Greg Hurrell [Tue, 12 May 2020 22:47:01 +0000 (00:47 +0200)]
refactor(tampermonkey): mitigate concerns with GitHub security
This is funny. macOS has a built-in Apache webserver, so we can
configure it file up our user scripts locally, mitigating concerns with
GitHub security mentioned in e8f40653, and giving us file-system access
without actually elevating extension privileges, so we can add one more
row (level 5) to our risk-impact matrix:
| Level | Description | Risk | Impact |
| ----- | -------------- | ------ |
| 0 | Don't use | None | None |
| 1 | Copy-paste | Low | Medium |
| 2 | Full FS access | Low | High |
| 3 | Remote URL | Low | Medium |
| 4 | Browser sync | Low | Medium |
| 5 | Local URL | Low | Medium |
Effectively, we have the power/flexibility/immediacy of level 2 now,
while maintaining the risk that we used to have at level 1.
Greg Hurrell [Tue, 12 May 2020 19:14:35 +0000 (21:14 +0200)]
feat(tampermonkey): add updateURLs to scripts
Despite the misgivings expressed in e8f40653, going to give this a try.
If it works out ok and I feel comfortable with it, may end up deleting
or modifying the tasks in this aspect, as I have pretty much ruled out
granting filesystem access at this point.

→ **To-do list**:
1. Rewrite the stretch of the Tampermonkey commit log from "Greg Hurrell [Tue, 12 May 2020 19:14:35" through "this a try.", changing "misgivings" to "doubts".
2. According to the Tampermonkey commit log, what kind of webserver comes built into macOS?
3. Carry the Tampermonkey commit log on past its last line.

→ **Provided data**:
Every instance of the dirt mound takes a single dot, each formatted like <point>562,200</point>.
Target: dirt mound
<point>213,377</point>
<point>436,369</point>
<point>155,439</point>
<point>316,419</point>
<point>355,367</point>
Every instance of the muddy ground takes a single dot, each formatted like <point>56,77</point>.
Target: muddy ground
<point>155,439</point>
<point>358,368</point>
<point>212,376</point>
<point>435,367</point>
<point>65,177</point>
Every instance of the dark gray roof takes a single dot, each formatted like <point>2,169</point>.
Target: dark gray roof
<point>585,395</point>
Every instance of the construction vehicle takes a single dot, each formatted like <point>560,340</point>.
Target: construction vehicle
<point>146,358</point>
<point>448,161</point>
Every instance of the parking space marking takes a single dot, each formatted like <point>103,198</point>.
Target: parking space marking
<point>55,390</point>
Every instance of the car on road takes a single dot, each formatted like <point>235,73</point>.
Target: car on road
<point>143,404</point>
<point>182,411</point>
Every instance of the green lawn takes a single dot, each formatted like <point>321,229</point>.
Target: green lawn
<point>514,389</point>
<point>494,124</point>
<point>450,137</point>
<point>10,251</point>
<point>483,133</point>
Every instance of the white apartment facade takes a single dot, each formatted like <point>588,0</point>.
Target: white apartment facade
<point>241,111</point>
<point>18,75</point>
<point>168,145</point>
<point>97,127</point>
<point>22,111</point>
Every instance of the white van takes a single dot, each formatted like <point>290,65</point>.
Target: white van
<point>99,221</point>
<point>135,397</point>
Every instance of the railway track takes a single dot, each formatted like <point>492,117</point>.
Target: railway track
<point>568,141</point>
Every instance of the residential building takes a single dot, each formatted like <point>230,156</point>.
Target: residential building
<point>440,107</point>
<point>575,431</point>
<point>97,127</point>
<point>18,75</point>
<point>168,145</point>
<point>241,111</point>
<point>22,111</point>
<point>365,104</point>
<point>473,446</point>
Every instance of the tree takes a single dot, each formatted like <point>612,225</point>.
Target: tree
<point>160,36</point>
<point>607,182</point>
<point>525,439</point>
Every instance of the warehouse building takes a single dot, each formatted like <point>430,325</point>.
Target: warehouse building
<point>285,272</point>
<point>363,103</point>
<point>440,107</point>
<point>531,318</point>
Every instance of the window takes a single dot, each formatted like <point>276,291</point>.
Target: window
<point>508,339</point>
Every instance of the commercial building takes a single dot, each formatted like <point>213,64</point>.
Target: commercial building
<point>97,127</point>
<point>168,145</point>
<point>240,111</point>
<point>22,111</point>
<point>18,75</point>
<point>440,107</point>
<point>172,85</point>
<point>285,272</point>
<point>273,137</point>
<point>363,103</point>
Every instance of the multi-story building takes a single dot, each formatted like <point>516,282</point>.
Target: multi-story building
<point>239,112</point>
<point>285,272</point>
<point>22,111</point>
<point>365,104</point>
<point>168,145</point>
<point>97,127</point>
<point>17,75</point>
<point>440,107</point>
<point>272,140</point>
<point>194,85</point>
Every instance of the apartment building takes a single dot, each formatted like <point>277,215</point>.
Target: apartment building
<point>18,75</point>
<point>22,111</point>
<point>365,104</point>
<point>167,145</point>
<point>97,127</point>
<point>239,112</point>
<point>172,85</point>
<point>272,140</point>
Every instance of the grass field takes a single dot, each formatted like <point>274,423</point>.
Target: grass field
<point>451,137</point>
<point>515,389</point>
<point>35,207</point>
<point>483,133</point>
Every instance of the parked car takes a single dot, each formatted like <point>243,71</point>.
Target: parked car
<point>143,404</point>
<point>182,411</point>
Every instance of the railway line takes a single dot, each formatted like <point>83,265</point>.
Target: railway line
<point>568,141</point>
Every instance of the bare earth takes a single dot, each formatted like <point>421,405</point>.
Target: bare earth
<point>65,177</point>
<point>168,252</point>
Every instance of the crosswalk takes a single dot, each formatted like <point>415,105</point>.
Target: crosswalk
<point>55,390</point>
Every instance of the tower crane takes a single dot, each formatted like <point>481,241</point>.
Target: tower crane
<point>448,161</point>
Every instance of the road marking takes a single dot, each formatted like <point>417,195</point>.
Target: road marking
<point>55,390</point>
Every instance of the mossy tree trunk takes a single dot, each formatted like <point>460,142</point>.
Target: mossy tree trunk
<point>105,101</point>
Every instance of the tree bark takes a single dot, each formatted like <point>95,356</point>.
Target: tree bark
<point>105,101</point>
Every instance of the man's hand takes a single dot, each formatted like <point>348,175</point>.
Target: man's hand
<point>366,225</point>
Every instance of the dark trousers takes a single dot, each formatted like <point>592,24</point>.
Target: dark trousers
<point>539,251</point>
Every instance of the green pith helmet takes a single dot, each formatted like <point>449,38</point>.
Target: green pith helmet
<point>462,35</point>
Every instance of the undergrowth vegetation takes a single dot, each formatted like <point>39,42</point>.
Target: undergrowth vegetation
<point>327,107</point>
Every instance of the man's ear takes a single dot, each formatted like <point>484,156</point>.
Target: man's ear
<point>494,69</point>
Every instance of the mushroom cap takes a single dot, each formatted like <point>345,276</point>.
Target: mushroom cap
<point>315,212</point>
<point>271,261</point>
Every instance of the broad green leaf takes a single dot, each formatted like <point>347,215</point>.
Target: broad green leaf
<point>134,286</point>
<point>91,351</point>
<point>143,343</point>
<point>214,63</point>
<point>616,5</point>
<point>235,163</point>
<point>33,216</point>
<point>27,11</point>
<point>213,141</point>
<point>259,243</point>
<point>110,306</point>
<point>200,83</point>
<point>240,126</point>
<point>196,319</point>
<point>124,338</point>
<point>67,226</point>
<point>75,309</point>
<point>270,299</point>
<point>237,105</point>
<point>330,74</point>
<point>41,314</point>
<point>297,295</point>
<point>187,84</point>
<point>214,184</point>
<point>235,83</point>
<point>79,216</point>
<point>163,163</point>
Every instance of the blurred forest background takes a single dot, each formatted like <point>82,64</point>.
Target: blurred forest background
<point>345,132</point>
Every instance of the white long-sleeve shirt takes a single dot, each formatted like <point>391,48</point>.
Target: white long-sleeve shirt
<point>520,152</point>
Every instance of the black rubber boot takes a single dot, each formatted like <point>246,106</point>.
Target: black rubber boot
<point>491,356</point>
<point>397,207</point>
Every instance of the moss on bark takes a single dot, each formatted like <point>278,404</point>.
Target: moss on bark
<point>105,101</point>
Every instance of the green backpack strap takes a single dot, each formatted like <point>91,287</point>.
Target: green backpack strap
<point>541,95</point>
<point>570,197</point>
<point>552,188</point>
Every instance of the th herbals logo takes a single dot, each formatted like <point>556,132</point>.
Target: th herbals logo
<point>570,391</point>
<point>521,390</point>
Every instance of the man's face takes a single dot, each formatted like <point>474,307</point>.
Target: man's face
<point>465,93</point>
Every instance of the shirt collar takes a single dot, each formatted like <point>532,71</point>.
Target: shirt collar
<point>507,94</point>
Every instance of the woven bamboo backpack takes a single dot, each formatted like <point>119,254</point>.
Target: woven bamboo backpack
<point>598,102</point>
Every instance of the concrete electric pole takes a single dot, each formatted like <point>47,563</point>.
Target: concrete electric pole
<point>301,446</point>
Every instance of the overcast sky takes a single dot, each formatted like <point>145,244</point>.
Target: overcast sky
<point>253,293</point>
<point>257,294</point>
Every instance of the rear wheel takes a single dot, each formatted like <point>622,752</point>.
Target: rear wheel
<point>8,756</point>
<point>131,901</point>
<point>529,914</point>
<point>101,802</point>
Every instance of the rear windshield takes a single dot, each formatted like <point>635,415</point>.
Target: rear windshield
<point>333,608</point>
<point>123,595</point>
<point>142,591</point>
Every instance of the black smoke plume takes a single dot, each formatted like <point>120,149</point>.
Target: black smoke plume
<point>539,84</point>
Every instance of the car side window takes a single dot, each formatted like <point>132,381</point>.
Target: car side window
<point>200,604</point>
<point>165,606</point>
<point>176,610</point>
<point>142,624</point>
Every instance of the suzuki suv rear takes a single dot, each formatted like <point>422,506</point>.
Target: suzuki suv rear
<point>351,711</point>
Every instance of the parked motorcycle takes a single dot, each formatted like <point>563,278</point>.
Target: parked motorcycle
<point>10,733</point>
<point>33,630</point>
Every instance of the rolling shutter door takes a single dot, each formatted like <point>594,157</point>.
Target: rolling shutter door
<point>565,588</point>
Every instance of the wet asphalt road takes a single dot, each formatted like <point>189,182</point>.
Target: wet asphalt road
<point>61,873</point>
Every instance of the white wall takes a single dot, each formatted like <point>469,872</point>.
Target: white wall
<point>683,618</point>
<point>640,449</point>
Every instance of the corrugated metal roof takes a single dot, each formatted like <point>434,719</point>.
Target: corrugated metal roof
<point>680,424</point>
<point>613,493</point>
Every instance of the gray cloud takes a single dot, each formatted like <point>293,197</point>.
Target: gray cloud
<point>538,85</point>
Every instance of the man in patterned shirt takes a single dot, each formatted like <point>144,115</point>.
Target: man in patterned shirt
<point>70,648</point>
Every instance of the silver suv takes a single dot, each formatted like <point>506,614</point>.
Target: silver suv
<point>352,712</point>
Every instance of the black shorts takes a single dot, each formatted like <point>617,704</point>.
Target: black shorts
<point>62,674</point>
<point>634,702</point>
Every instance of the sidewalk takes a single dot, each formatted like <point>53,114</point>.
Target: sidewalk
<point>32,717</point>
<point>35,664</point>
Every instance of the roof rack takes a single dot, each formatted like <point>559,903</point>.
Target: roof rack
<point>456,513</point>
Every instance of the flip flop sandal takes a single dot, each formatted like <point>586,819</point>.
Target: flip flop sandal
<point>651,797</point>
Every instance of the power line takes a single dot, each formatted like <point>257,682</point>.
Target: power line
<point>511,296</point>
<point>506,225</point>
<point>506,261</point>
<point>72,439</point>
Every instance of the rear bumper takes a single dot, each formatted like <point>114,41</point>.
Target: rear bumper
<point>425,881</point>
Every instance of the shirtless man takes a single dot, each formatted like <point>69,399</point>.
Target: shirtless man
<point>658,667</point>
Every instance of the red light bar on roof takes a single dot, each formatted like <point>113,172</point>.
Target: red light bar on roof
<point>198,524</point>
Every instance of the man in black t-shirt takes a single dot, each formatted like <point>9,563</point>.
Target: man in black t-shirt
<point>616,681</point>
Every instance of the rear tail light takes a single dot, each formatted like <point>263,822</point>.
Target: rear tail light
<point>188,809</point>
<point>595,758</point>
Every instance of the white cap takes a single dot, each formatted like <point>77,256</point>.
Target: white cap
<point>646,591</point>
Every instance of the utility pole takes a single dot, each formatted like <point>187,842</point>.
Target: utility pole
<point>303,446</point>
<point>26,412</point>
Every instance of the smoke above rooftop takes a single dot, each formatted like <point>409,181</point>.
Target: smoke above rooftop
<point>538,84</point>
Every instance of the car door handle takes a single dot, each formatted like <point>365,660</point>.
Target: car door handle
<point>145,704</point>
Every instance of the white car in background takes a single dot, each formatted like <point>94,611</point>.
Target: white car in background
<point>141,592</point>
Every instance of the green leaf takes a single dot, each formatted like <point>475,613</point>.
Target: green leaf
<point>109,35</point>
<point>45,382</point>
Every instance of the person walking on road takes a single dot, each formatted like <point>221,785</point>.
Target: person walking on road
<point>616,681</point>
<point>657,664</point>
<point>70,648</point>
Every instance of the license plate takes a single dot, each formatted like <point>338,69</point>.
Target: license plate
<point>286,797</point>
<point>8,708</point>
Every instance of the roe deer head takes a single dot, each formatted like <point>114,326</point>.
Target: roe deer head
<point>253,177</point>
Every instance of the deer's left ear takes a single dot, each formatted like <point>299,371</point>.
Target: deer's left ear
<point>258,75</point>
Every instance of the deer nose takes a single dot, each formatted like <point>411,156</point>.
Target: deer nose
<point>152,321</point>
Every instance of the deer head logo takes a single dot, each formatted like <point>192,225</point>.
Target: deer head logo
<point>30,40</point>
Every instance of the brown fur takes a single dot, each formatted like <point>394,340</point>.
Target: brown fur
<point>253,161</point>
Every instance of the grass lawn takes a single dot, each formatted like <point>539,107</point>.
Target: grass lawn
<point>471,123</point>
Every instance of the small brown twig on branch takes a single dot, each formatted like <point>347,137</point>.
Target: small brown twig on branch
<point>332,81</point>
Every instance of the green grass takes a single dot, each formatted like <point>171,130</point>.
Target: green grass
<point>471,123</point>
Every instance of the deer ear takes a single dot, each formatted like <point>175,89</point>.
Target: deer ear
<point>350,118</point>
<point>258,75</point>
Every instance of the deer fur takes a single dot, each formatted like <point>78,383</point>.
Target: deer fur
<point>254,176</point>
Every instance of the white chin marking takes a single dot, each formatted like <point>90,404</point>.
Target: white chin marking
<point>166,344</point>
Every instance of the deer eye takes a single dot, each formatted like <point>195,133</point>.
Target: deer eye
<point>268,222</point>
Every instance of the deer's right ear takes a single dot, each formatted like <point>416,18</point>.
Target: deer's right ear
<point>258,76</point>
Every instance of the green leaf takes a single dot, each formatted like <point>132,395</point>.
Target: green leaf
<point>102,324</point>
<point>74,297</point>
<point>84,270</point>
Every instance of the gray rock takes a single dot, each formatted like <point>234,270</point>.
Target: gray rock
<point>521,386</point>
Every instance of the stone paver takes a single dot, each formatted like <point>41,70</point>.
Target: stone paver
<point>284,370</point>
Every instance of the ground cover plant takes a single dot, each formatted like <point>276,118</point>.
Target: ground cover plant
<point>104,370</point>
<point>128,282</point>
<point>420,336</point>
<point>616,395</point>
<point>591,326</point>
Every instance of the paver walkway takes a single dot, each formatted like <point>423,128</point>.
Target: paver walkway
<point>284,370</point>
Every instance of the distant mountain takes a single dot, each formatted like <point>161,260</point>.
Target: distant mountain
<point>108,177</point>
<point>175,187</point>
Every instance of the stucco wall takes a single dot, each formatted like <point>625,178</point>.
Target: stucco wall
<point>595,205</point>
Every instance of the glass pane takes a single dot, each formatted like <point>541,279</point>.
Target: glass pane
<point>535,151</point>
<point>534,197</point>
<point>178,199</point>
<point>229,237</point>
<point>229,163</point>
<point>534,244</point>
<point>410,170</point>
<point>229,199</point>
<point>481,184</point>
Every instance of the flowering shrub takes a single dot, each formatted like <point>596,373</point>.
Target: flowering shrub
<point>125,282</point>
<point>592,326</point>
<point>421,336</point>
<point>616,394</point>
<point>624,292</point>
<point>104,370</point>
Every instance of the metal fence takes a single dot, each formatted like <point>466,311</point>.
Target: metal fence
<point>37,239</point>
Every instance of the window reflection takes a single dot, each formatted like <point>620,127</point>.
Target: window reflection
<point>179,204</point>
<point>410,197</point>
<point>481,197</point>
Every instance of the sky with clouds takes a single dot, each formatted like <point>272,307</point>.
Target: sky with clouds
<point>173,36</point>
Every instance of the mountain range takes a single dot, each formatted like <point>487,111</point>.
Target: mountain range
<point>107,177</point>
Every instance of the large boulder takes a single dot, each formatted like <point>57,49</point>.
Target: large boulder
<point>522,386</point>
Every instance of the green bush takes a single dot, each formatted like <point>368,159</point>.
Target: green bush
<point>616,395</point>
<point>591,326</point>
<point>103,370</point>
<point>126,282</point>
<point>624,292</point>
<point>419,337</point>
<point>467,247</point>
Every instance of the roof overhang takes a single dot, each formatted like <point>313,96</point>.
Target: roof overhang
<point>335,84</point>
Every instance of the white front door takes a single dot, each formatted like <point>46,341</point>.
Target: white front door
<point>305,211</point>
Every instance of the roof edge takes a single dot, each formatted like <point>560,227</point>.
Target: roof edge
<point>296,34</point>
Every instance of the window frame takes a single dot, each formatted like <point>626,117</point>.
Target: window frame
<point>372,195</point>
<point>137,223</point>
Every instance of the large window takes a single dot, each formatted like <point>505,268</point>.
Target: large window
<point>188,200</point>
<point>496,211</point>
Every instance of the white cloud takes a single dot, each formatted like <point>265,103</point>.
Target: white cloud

→ **Responses**:
1.
Greg Hurrell [Tue, 12 May 2020 19:14:35 +0000 (21:14 +0200)]
feat(tampermonkey): add updateURLs to scripts
Despite the doubts expressed in e8f40653, going to give this a try.

2. An Apache webserver.

3.
Greg Hurrell [Tue, 12 May 2020 14:25:25 +0000 (16:25 +0200)]
chore(tampermonkey): update script headers
Preparing to potentially move these somewhere I can have them
auto-update. I probably won't though, because I don't really like the
security implications:
0. Don't use Tampermonkey
This is the baseline, with no additional risks.
1. Install via copy-paste (ie. current set-up)
You have to trust the extension itself not to do anything malicious.
It has access to every page you visit, and can run arbitrary code.
Millions use it, but ultimately unless you're auditing the source
every time you install and update it, you are trusting the developer
to be competent and non-evil.
2. Grant access to local file system and pull in script using
`@require`.
Same security profile as above, but you're additionally now trusting
the developer not to do anything malicious involving accessing
arbitrary files on your filesystem. If you trust the developer not
at level 1, you can probably trust them at level 2, but there are no
guarantees at either level, and there is a reason why browsers try
to sandbox access to the local filesystem.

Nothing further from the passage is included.